- **What to do**
Would you print, word for word, only the lines running from the line with "Each instance receives one keypoint. Mark the person walking" to the last line of the entries, without the pictures?

━━━ Data records

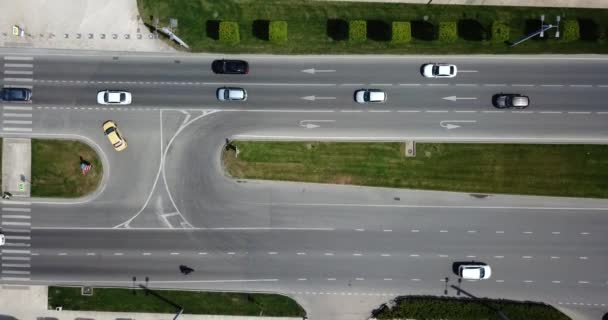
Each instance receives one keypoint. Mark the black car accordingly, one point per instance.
(230, 66)
(15, 94)
(510, 100)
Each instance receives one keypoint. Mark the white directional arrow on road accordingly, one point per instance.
(454, 98)
(313, 98)
(448, 124)
(313, 71)
(308, 124)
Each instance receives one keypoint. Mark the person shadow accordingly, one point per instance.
(185, 269)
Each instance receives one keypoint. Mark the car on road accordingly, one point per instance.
(230, 66)
(474, 271)
(114, 97)
(438, 70)
(16, 94)
(231, 94)
(110, 130)
(370, 96)
(510, 100)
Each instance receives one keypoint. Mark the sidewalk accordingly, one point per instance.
(603, 4)
(76, 24)
(30, 303)
(16, 166)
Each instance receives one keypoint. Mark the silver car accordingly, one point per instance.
(231, 94)
(510, 100)
(370, 95)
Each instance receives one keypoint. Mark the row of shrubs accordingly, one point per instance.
(401, 31)
(430, 307)
(229, 31)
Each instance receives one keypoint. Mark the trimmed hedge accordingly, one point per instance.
(401, 32)
(500, 32)
(429, 307)
(277, 31)
(357, 30)
(229, 32)
(448, 31)
(571, 30)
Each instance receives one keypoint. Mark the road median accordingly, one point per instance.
(171, 301)
(549, 170)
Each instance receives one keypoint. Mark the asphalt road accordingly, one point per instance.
(308, 239)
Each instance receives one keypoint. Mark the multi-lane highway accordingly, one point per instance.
(166, 201)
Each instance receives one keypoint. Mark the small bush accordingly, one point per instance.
(229, 32)
(357, 30)
(448, 31)
(571, 30)
(277, 31)
(500, 32)
(402, 32)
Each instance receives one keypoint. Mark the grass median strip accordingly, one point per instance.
(553, 170)
(193, 302)
(57, 172)
(323, 27)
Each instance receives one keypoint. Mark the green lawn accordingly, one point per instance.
(308, 28)
(427, 307)
(193, 302)
(56, 169)
(557, 170)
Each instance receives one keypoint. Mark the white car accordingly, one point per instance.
(107, 97)
(474, 272)
(370, 95)
(231, 94)
(439, 70)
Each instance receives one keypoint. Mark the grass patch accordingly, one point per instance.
(554, 170)
(313, 27)
(427, 307)
(193, 302)
(56, 169)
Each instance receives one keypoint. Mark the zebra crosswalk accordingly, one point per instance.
(15, 221)
(18, 73)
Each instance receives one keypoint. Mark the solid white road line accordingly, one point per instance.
(17, 121)
(16, 209)
(18, 72)
(20, 108)
(18, 65)
(18, 58)
(17, 115)
(18, 79)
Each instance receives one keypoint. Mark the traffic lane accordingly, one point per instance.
(325, 95)
(126, 264)
(350, 69)
(497, 126)
(400, 244)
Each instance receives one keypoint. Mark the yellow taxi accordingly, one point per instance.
(111, 131)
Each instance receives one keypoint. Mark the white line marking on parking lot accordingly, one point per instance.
(19, 58)
(18, 65)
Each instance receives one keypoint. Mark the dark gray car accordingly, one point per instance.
(16, 94)
(510, 100)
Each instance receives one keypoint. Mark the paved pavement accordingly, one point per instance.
(31, 302)
(17, 166)
(523, 3)
(76, 24)
(310, 240)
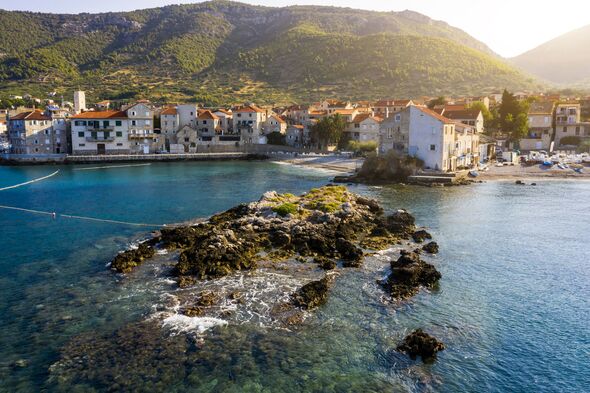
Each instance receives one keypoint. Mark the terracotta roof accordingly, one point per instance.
(278, 118)
(541, 108)
(101, 115)
(249, 108)
(207, 115)
(470, 114)
(30, 115)
(434, 114)
(169, 111)
(345, 111)
(229, 113)
(364, 116)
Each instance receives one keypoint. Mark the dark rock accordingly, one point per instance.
(186, 281)
(325, 263)
(125, 262)
(431, 248)
(400, 223)
(312, 294)
(420, 344)
(408, 273)
(421, 235)
(351, 254)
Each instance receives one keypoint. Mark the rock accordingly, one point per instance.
(312, 294)
(125, 262)
(325, 263)
(351, 254)
(421, 235)
(400, 223)
(420, 344)
(207, 299)
(408, 273)
(186, 281)
(431, 248)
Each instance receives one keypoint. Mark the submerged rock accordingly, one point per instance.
(421, 235)
(127, 260)
(420, 344)
(312, 294)
(431, 248)
(408, 273)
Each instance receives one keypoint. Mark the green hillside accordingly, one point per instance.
(231, 52)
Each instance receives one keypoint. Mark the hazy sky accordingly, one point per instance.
(509, 27)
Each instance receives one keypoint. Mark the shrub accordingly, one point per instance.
(285, 208)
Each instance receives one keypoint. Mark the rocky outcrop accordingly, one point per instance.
(431, 248)
(408, 274)
(126, 261)
(421, 344)
(421, 235)
(312, 294)
(327, 223)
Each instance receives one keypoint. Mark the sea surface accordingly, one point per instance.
(513, 305)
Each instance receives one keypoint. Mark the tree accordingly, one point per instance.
(276, 138)
(437, 101)
(328, 130)
(513, 116)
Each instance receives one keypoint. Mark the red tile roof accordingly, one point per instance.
(434, 114)
(169, 111)
(249, 108)
(30, 115)
(207, 115)
(101, 115)
(470, 114)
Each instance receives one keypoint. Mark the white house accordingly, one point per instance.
(105, 132)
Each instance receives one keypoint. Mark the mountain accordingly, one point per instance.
(226, 51)
(565, 59)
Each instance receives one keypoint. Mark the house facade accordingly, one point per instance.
(248, 122)
(32, 132)
(142, 138)
(364, 128)
(98, 133)
(430, 137)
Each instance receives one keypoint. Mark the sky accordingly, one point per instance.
(509, 27)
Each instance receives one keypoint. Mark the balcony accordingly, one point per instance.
(100, 129)
(142, 135)
(100, 139)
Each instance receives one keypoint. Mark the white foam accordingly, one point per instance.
(179, 323)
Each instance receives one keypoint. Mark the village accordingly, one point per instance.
(446, 135)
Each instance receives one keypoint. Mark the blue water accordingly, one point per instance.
(512, 307)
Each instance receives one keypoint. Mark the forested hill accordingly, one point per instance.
(223, 50)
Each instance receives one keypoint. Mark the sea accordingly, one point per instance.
(512, 307)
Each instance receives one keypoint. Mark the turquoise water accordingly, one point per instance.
(513, 305)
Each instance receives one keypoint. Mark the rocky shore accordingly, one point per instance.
(326, 230)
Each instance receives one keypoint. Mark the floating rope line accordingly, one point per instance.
(110, 166)
(30, 181)
(54, 214)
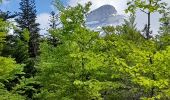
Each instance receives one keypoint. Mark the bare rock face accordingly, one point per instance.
(103, 16)
(101, 12)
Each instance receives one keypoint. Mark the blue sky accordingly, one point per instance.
(41, 5)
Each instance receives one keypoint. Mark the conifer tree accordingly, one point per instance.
(27, 20)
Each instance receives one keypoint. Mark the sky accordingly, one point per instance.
(44, 7)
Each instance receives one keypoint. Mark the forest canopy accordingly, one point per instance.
(74, 62)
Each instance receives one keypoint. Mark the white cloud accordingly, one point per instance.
(43, 20)
(120, 5)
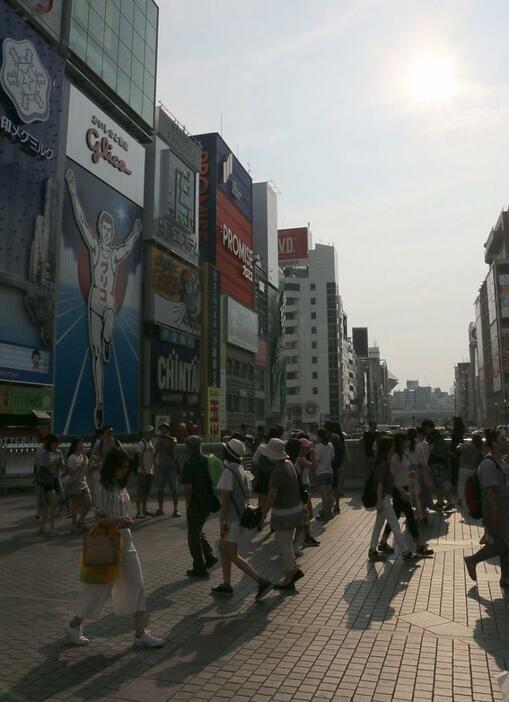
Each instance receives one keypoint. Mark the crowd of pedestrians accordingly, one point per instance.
(410, 473)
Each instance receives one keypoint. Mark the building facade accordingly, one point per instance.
(313, 329)
(172, 299)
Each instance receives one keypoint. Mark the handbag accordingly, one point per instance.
(102, 546)
(250, 517)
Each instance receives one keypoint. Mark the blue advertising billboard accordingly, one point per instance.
(31, 77)
(98, 313)
(99, 291)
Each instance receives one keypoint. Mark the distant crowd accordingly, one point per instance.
(409, 473)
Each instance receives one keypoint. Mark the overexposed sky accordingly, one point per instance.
(383, 124)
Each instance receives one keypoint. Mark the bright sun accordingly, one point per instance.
(431, 78)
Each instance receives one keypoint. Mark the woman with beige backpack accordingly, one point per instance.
(125, 586)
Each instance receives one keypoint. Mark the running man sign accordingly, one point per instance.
(99, 295)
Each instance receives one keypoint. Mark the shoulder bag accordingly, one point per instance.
(250, 517)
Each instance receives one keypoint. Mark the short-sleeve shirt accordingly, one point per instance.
(145, 451)
(164, 450)
(78, 478)
(494, 474)
(238, 486)
(284, 479)
(324, 456)
(196, 474)
(111, 503)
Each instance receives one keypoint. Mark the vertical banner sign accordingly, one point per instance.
(211, 349)
(99, 294)
(31, 77)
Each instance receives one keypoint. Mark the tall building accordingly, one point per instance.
(269, 370)
(313, 329)
(463, 392)
(492, 329)
(173, 301)
(226, 242)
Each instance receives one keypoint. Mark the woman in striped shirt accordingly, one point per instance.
(113, 506)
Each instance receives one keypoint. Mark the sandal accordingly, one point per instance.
(425, 551)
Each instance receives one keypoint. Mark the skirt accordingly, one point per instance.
(127, 592)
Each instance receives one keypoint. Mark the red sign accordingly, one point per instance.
(234, 255)
(292, 243)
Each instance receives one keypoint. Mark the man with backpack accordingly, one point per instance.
(493, 475)
(167, 468)
(337, 440)
(145, 464)
(200, 502)
(104, 442)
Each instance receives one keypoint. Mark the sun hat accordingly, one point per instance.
(274, 450)
(306, 443)
(235, 447)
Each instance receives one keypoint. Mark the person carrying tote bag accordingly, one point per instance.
(103, 549)
(233, 486)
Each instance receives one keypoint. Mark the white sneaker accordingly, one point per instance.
(75, 635)
(148, 641)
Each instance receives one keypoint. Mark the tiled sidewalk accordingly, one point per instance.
(355, 631)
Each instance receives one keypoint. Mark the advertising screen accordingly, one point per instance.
(29, 195)
(242, 326)
(292, 244)
(212, 323)
(177, 292)
(226, 172)
(47, 14)
(98, 320)
(175, 375)
(234, 254)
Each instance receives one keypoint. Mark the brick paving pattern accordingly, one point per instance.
(354, 631)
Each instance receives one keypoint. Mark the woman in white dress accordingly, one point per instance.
(112, 505)
(233, 487)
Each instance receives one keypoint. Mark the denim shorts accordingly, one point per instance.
(144, 484)
(166, 475)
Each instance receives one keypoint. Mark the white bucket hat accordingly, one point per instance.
(275, 450)
(236, 448)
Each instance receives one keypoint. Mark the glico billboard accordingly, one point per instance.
(225, 216)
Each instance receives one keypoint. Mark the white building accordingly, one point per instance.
(313, 329)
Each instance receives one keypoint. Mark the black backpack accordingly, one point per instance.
(369, 494)
(473, 492)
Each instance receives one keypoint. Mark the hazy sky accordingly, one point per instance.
(384, 124)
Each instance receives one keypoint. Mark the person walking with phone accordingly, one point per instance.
(233, 487)
(113, 506)
(76, 488)
(287, 511)
(145, 457)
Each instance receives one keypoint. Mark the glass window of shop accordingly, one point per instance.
(117, 39)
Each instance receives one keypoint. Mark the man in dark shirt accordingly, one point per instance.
(198, 494)
(369, 440)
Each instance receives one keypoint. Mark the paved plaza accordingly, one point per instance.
(354, 631)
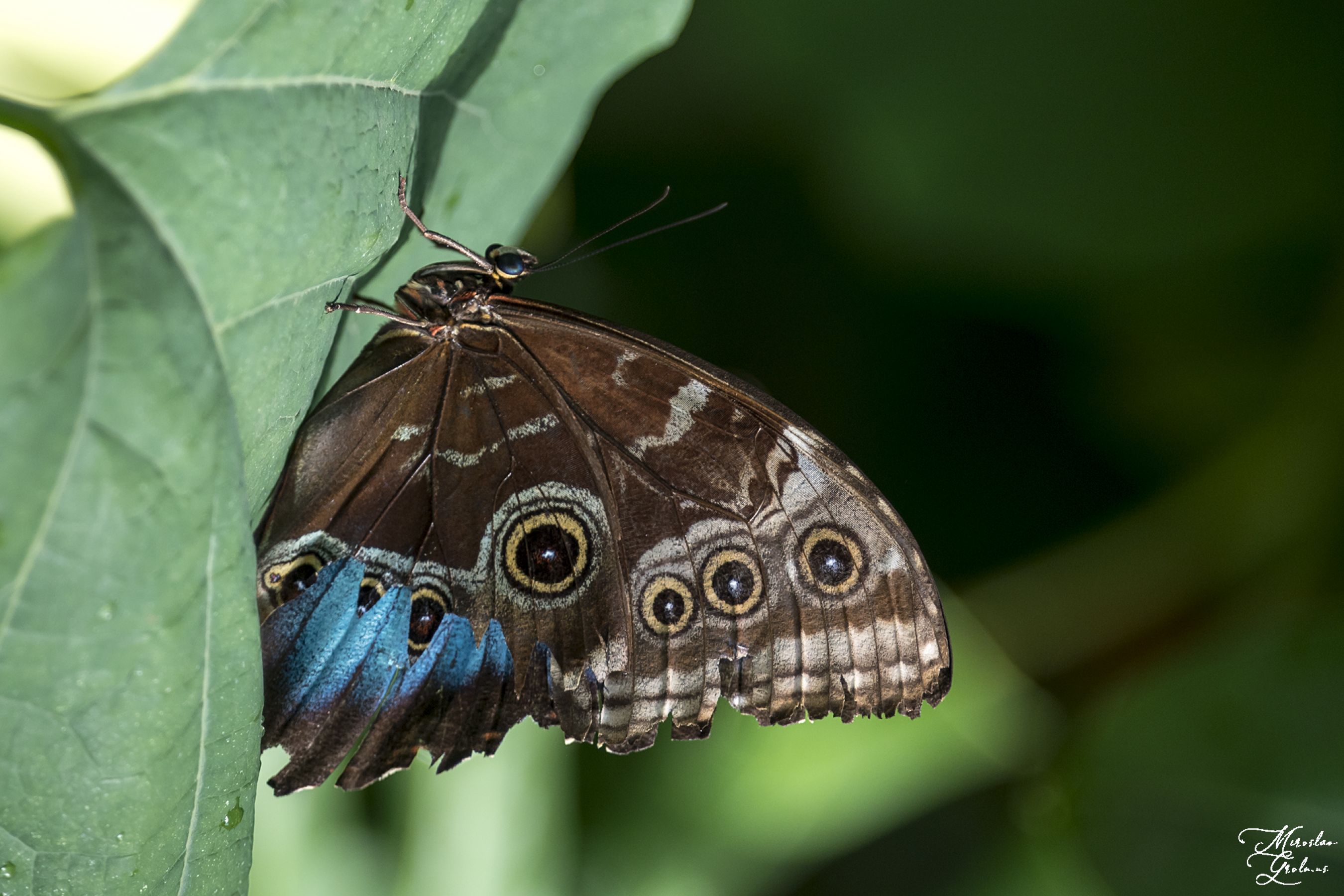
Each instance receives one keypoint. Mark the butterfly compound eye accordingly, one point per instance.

━━━━━━

- **Solution**
Each instance receives one keypoint. Mark the person walking with phone accordingly, one point per instance.
(233, 487)
(113, 506)
(76, 488)
(287, 511)
(145, 457)
Each instance receives one keypoint. Mark the glass window of shop accordingly, one point per instance.
(117, 39)
Each instance receives one keypoint. Mark the man in dark shirt accordingly, one point per instance.
(198, 494)
(369, 440)
Each instance receives one keypoint. Mark the paved plaza accordingly, one point per instance.
(354, 631)
Each instance receives one keypoint. Mark the butterfly compound eye accordingly, one point per instance.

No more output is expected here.